=== Exercise set ===
1) In the column about running a restaurant during the coronavirus outbreak, what was the writer first planning to write about this week?
2) List each event the coronavirus column names in its first paragraph, starting with the NBA canceling its season.
3) Continue the column about managing a restaurant during the coronavirus outbreak, picking up after its last sentence.

I had planned on a fun article about hard seltzer this week. I had reached out to a bunch of hard seltzer brewers, collected a bunch of wild statistics and drank more than a few for inspiration. Then the NBA canceled the season followed by every other sport. European travel was curtailed, a national emergency declared, schools closed, and “social distancing” began climbing the list of phrases that will reflect the tenor of 2020.
In short, my hard seltzer article didn’t seem to be terribly appropriate. You’ll have to wait till next week for that kind of hard-hitting journalism. This week I’m thinking about my previous career managing restaurants. The places that become our second homes, our places of refuge and the settings for our stories. If I were still running an alehouse today what would I be feeling and doing?
I’d probably spend a few minutes in the office panicking, but that would end quickly. This pandemic is happening whether I like it or not. Then many hours coming up with a plan to make sure my staff and customers were safe. Trying to decide if opening the doors even makes sense. Then trying to figure out how to combat the economic impacts of the coronavirus.
I’d be making lists of the anticipated impacts of this pandemic, how to ensure the safest experience for my employees, customers and community. I’d call neighbor businesses to see if we could collectively come up with a plan to inspire customer confidence, and I’d work as hard as possible to ensure our business stayed viable enough to keep the doors open, pay the bills and be there when this is over. I’d question my choices.

=== Available data ===
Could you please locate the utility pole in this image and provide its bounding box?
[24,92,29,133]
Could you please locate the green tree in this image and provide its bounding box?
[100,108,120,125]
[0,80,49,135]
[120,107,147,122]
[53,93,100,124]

=== Exercise answers ===
1) Hard seltzer.

2)
- The NBA canceled the season.
- Every other sport followed.
- European travel was curtailed.
- A national emergency was declared.
- Schools closed.
- "Social distancing" began climbing the list of phrases that will reflect the tenor of 2020.

3)
In the service industry, you work long, odd hours which includes long stretches of waiting punctuated by furious bursts of high-stress effort. You need a team to survive it. No matter what, as the boss, you care about your people and this pandemic is going to hit them hard. It will hit the industry hard. Not just for the spring and summer, but for an extended period. This week I’d be working hard to minimize the impacts to my team. That, and extra cleaning.
How many times in the past week have you stayed home from a social excursion instead of going out to do something? Here is my list of things I did not do this week: A second trip to the grocery store, coffee with a friend, and visiting a brewery.
That’s only three things, but this is only the first week. Combined that was about $100 I did not put into the community. How many others made the same choice? How many local businesses can withstand an extended period in which customers choose to stay home more than go out? How much tourism money doesn’t get spent? How many for sale or rent signs will be going up this year? I bet more than a few.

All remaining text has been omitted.